GIVEN PROBLEM A: In the article about 17 Hertz Studio, who bought the studio in 1993 after being told there was a waiting list of over a year?

DOCUMENT:
BEGIN
17 Hertz Studio was a  recording studio complex in Los Angeles, California originally established in 1972 as One on One Recording.

Background
Jim David (son of lyricist Hal David) founded One on One Recording in 1972 in the site of a former 1950s department store in North Hollywood.

The studio was popular for having the "best drum sound in Los Angeles" and was highly recognized for recording Metallica's 16× platinum self-titled album Metallica, also known as the Black Album. The studio was featured in Metallica's 1992 documentary, A Year and a Half in the Life of Metallica.

Notable albums recorded at this location include Metallica's Black Album, Metallica's ...And Justice for All, The Ritual by Testament, Awake by Dream Theater, When The Pawn... by Fiona Apple, Crazy Nights and Psycho Circus  by Kiss, and Dirt by Alice in Chains. Rust in Peace by Megadeth, was also mixed here.

In 1993, news about the studio piqued the interest of Japanese rock musician Yoshiki Hayashi, drummer of heavy metal band X Japan. He tried to book recording time but was told he would have to wait over a year due to a long waiting list of clients. Preferring not to wait, Yoshiki bought the studio, converting it into his private recording facility and eventually renaming it Extasy Recording Studio.

In 2012, 17 Hertz LLC took over the space, restoring it and renaming it to 17 Hertz Studio.

Clients
Acts that used the facility included Metallica, Megadeth, Testament, Dream Theater, KISS, Alice in Chains, Michael Jackson, Jimi Hendrix, The Temptations, Hal David, Burt Bacharach, Dionne Warwick, Michael McDonald, Heart, Sammy Hagar, Bad English, Etta James, Aretha Franklin, Mötley Crüe, Tom Petty, Lita Ford, A Perfect Circle, Poison, Earth, Wind & Fire, Dirtyphonics, and Sullivan King.

Current independent and major Label clients of 17 Hertz Studio include Universal Music Group, Def Jam, Mo Town, Interscope, Atlantic Records, BMG Chrysalis, Warner Music Group, Sony Music, Akon, Alex Da Kid, Birdman, Bone Thugz N Harmony, Boyz II Men, CeeLo Green, Goodie Mob, Chance The Rapper, Crooks & Castles, Deezle, French Montana, Gareth Emery, Jabbawockeez, Lewis Hamilton, Mann, Mark Ronson, Prince Royce, Ray Dalton, Rita Ora, Skylar Grey, Stalley, Orgy, T.I., Tyler, The Creator, Wyclef Jean, Halsey, Lido, Papa Roach, Jeremih, Lil Yachty, Taking Back Sunday, BJ The Chicago Kid,  Zendaya, and YG.
END
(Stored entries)
BEGIN
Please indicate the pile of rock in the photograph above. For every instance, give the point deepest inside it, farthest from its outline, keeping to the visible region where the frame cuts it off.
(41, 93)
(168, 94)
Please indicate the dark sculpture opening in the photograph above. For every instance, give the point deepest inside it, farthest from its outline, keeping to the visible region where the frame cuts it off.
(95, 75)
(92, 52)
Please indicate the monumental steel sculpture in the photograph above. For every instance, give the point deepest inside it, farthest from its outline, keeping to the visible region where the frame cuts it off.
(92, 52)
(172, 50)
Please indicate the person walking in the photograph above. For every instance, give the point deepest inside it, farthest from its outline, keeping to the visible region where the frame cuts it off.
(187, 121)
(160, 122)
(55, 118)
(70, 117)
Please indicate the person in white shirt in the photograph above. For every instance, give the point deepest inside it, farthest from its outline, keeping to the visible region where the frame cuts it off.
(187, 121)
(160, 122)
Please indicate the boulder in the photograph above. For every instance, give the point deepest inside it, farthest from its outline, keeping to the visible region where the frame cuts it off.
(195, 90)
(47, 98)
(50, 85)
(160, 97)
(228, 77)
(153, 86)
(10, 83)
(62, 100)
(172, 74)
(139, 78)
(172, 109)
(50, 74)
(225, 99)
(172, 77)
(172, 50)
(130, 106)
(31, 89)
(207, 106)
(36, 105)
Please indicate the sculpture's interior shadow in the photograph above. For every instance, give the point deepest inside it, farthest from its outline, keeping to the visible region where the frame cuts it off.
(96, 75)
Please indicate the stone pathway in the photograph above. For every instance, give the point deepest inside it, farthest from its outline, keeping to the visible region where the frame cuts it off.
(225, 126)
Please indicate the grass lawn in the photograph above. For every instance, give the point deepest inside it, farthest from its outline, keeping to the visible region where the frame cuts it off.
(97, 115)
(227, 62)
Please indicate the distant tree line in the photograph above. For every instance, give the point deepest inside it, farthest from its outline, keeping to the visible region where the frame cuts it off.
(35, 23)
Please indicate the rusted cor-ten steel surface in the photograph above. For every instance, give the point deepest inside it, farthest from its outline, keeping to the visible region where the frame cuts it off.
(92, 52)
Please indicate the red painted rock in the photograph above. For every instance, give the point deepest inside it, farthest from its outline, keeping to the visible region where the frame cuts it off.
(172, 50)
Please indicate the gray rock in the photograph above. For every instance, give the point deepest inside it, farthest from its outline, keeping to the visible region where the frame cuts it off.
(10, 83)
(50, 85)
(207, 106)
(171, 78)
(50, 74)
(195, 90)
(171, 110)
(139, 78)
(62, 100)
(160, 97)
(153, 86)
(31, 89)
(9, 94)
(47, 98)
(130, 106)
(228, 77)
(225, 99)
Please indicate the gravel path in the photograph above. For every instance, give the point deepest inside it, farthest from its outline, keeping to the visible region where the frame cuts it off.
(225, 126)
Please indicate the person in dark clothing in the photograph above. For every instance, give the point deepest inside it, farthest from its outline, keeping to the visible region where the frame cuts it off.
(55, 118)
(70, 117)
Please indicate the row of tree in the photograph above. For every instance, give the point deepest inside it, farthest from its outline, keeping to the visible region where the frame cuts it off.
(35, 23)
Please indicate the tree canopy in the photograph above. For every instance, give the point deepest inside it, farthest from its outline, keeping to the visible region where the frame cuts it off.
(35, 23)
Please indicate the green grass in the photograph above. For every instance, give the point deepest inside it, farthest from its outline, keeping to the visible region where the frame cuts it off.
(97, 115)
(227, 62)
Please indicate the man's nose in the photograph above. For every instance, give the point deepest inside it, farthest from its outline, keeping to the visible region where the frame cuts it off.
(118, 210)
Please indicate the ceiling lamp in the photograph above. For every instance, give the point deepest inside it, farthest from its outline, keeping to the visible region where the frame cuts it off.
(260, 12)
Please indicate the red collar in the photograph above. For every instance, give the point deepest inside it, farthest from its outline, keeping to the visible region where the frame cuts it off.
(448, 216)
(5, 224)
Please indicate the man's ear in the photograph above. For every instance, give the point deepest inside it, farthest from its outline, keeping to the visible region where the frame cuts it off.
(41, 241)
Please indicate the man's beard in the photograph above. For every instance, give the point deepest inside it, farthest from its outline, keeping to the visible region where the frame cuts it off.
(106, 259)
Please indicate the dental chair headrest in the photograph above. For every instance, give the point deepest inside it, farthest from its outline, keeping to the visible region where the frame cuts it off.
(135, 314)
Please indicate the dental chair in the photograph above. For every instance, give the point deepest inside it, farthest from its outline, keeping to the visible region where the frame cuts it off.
END
GIVEN PROBLEM B: Pull out every row that contains the string "interior".

EXPECTED OUTPUT A: Yoshiki Hayashi, the drummer of the heavy metal band X Japan, bought the studio.

EXPECTED OUTPUT B:
Please indicate the sculpture's interior shadow in the photograph above. For every instance, give the point deepest inside it, farthest from its outline, keeping to the visible region where the frame cuts it off.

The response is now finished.